(THE TASK) Transcribe the lines below verbatim, skipping the images.

--- BEGIN DATA LISTING ---

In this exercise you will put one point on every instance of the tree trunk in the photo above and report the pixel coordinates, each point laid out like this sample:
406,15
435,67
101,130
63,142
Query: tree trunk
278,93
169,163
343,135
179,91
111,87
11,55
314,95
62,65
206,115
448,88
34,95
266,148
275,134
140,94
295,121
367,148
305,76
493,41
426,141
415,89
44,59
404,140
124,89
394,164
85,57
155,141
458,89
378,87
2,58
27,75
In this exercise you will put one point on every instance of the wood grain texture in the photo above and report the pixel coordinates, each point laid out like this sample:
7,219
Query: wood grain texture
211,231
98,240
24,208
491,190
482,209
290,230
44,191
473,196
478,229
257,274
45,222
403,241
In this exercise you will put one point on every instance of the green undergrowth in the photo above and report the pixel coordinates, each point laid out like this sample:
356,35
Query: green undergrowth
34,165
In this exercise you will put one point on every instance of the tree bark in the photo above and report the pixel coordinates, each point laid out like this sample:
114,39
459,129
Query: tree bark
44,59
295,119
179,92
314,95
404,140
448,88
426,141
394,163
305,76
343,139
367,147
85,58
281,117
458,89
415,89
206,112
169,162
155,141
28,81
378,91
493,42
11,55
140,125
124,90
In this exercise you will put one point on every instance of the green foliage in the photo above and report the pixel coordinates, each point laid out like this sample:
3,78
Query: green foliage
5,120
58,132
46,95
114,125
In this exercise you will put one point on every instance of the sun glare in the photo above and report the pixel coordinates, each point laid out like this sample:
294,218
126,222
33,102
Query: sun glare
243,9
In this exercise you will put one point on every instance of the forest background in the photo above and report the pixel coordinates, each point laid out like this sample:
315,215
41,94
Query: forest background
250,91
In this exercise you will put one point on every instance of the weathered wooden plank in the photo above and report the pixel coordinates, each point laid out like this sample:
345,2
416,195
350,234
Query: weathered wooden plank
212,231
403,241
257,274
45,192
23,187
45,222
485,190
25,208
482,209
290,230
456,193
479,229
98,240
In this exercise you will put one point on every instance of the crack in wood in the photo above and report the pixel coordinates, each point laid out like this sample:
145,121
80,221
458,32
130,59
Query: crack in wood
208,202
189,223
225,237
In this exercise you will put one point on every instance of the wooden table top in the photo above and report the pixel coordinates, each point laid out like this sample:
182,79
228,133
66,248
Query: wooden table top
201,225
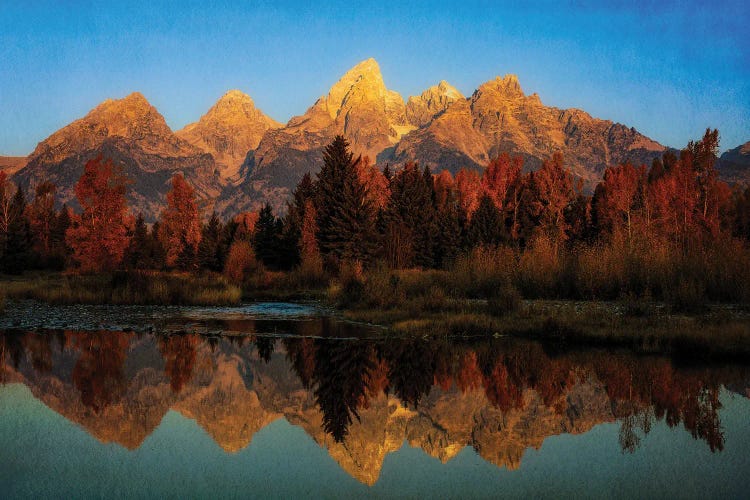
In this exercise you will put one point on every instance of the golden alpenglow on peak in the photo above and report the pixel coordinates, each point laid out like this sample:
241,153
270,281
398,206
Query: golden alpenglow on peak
232,127
132,134
365,76
420,110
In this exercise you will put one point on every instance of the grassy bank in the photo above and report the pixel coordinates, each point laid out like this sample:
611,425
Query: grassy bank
136,288
461,303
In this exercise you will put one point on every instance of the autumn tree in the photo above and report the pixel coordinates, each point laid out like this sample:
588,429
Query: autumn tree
98,235
551,193
469,188
501,178
180,230
267,238
345,218
618,196
486,226
42,217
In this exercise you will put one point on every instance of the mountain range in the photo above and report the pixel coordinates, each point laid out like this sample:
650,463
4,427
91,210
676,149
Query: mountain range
238,158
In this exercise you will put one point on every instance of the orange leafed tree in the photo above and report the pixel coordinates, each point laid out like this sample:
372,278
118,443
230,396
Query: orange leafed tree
553,189
376,185
619,196
468,186
98,235
500,176
180,231
444,188
42,215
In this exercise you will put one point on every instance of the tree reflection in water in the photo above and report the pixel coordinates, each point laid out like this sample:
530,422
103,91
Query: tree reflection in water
345,376
178,352
98,373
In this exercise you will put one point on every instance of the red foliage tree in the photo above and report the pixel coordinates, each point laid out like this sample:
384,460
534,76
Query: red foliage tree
98,235
501,178
618,196
469,187
180,231
552,188
42,217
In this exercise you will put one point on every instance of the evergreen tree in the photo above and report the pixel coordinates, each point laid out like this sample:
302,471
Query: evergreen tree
187,259
60,251
345,218
451,228
210,255
137,253
266,238
410,218
157,252
15,258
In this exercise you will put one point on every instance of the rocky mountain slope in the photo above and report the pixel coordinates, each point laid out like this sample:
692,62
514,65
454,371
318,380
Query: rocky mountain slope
12,164
734,165
238,158
440,128
136,137
499,117
232,127
358,106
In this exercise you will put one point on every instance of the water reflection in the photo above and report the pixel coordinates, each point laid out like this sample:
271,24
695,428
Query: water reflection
361,398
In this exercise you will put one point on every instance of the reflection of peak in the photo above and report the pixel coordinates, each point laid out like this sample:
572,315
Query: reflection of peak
499,399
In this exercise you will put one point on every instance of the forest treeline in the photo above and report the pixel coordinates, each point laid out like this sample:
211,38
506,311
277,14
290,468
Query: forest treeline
669,228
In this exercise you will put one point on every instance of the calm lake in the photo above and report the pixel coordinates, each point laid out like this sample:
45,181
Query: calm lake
283,400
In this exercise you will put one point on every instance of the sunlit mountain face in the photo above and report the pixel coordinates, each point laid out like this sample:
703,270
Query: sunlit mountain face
361,398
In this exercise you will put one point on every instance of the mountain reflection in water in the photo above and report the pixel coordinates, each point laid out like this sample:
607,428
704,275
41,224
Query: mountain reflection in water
362,398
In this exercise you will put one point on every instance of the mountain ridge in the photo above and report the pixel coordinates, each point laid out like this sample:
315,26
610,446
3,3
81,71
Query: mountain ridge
238,158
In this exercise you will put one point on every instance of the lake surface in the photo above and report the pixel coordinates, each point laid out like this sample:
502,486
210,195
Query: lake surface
282,400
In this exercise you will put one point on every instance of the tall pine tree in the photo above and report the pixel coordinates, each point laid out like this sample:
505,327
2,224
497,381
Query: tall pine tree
345,218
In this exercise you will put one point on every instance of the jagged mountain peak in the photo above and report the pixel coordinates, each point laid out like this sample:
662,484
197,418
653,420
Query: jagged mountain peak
508,86
132,118
229,129
363,82
422,109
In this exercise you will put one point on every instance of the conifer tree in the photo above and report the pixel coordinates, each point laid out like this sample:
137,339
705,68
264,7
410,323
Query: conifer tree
137,253
266,238
42,216
410,218
15,258
60,251
210,255
345,217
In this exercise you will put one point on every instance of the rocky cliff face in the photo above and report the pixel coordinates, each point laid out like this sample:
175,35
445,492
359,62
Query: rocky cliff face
358,106
11,164
238,158
734,165
499,117
136,137
232,127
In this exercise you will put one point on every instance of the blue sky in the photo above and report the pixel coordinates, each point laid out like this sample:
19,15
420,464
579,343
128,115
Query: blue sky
669,69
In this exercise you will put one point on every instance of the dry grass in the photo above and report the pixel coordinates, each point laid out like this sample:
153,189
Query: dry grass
717,333
126,288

--- END DATA LISTING ---

(ANSWER FOR THE TASK)
In this exercise you will put one point on every instance of the tree trunk in the photo above and report the pixel coordinates, each point laid out like this sample:
406,15
435,67
101,130
63,142
Query: tree trunk
278,93
169,163
343,135
179,91
111,87
11,55
314,95
62,65
206,115
448,88
34,95
266,148
275,134
140,94
295,121
367,148
305,76
493,41
426,141
415,89
44,59
404,140
124,89
394,164
85,57
155,141
458,89
378,87
2,58
27,75
In this exercise you will put one point on every instance of the wood grain texture in the photo above and report the pixel coordinates, each point laid out like this sample:
7,219
Query: wood grain texture
211,231
98,240
24,208
491,190
482,209
290,230
44,191
473,196
478,229
257,274
45,222
403,241
In this exercise you will put one point on every instance of the green undergrowth in the photo above and report the pixel coordinates, each point laid out like this sample:
356,35
Query: green undergrowth
34,165
In this exercise you will put one point on every instance of the tree bark in the photo above and report the pixel coordinates, each point laid out like this sample:
114,39
459,129
Query: tree bark
44,59
295,119
179,92
314,95
404,140
448,88
426,141
394,163
305,76
343,139
367,147
85,58
281,117
458,89
415,89
206,112
169,162
155,141
28,81
378,91
493,42
11,55
140,125
124,90
In this exercise you will put one point on every instance of the green foliage in the photo above and report the pixel coordinates, each point laid out like this sample:
3,78
Query: green foliage
5,120
58,132
46,95
114,125
In this exercise you will put one point on every instance of the sun glare in the photo above and report the pixel coordinates, each point laid out like this sample:
294,218
126,222
33,102
Query: sun glare
243,9
In this exercise you will put one point on every instance of the forest background in the photo above and report the pixel coordinates, each point laid out like this sample:
315,215
41,94
Query: forest background
250,91
In this exercise you will put one point on every instance of the weathered wooden plank in the photo above and report the pixel coordinates, each point laid out like this sample:
345,2
416,195
350,234
Query: weathered wooden plank
212,231
403,241
257,274
45,192
23,187
45,222
485,190
25,208
482,209
290,230
456,193
479,229
98,240
In this exercise you will put one point on every instance of the crack in wood in the photo above and report the pixel coordinates, each point laid out like this sample:
145,121
80,221
458,32
130,59
Query: crack in wood
208,202
189,223
225,237
In this exercise you will put one point on every instance of the wooden table top in the photo above and report the pixel coordinates, each point laid out like this sample:
182,79
228,133
66,248
Query: wooden table top
201,225
In this exercise you will put one point on every instance of the golden alpenglow on peak in the photo above and report the pixel coordinates, each point laid out like this sample:
241,153
270,281
398,206
Query: golden alpenglow on peak
232,127
132,134
365,76
420,110
In this exercise you will put one point on every instance of the grassy bank in the photo above and report the pixel coordinates, each point laid out like this sample:
611,425
Query: grassy bank
136,288
461,303
In this exercise you will put one point on every instance of the autumn tree in the photo above and report the pixel coordinates, each point laid out like this sample:
588,429
Query: autumn tree
98,235
551,193
469,188
501,178
180,230
267,238
345,218
618,196
486,226
42,217
In this exercise you will put one point on every instance of the mountain range in the photo above and report the pixel coordinates, each point laid out like this sample:
650,463
4,427
91,210
676,149
Query: mountain range
238,158
In this exercise you will put one point on every instance of the orange leafed tree in the photo above and report the pixel coordinates, each point laid out like this sample:
372,278
118,443
230,396
Query: orange leafed tree
553,189
376,185
619,196
468,186
98,235
500,176
180,231
444,188
42,215
In this exercise you will put one point on every instance of the tree reflection in water in the photo above and report the pixel coordinates, each point laid out like this sample:
530,422
103,91
Query: tree reflection in water
345,376
178,352
98,373
In this exercise you will put one point on every instance of the red foliage tree in the photo above and report the pixel coordinates, each point laid out like this sample:
384,460
534,76
Query: red foliage tree
98,235
501,178
618,196
469,187
180,231
552,188
42,217
In this exercise you will put one point on every instance of the evergreen tree in the photo above and report the pixel coordinates, each point laid out like this sample:
302,471
Query: evergreen tree
187,259
60,251
345,218
451,228
210,255
137,253
266,238
410,218
157,252
15,258
In this exercise you will put one point on every instance of the rocky mountain slope in the photo above and report the pixel coordinates, each point laid out like this sample:
692,62
514,65
454,371
318,380
Query: rocky mountain slope
12,164
734,165
238,158
440,128
136,137
499,117
232,127
358,106
In this exercise you will put one point on every instance of the water reflection in the photo above and report the pixel coordinates, each point laid out like this sample:
271,24
695,428
Query: water reflection
361,398
In this exercise you will put one point on every instance of the reflection of peak in the photo above and report the pixel coordinates, each point laid out like this sample:
572,315
Query: reflection of peak
499,399
In this exercise you will put one point on every instance of the forest treeline in the photo above and report the pixel coordinates, each point laid out like this sample:
211,38
506,311
277,14
290,468
Query: forest treeline
669,228
In this exercise you will put one point on every instance of the calm lake in the photo above and report the pixel coordinates, each point laid out like this sample:
45,181
Query: calm lake
283,400
In this exercise you will put one point on every instance of the sunlit mountain face in the photo above and report the pixel coordinates, each point laid out like this sample:
703,270
Query: sunlit mountain face
361,398
In this exercise you will put one point on every instance of the mountain reflection in water in the photo above and report the pixel coordinates, each point laid out like this sample:
607,428
704,275
41,224
Query: mountain reflection in water
362,398
In this exercise you will put one point on every instance of the mountain ridge in the photo above and report the pixel coordinates, each point laid out like this sample:
315,26
610,446
3,3
81,71
Query: mountain ridge
238,158
In this exercise you will put one point on every instance of the lake surface in the photo above and report the pixel coordinates, each point laid out like this sample:
502,486
210,195
Query: lake surface
282,400
In this exercise you will put one point on every instance of the tall pine tree in the photo above and report the pixel coordinates, each point laid out like this sample:
505,327
2,224
497,381
Query: tall pine tree
345,218
In this exercise you will put one point on every instance of the jagged mountain peak in the photo above and report the pixel coordinates, each point laid out like this sample:
662,484
197,418
653,420
Query: jagged mountain peak
508,86
132,118
229,129
363,82
422,109
In this exercise you will put one point on every instance of the conifer tree in the photo above and report the pixel coordinates, each point laid out like this sample:
137,339
705,68
264,7
410,323
Query: conifer tree
137,253
266,238
42,216
410,218
15,258
60,251
210,255
345,217
In this exercise you will put one point on every instance of the rocky cliff face in the photo above and report the pixel coordinates, each point laid out like this sample:
175,35
445,492
359,62
Query: rocky cliff face
358,106
11,164
238,158
734,165
499,117
136,137
232,127
In this exercise you will put one point on every instance of the blue sky in the photo above and report the pixel coordinates, each point laid out like this sample:
19,15
420,464
579,343
128,115
Query: blue sky
669,69
In this exercise you will put one point on every instance of the dry grass in the photo above and report the pixel coordinates, each point laid out like this sample:
153,189
Query: dry grass
717,333
126,288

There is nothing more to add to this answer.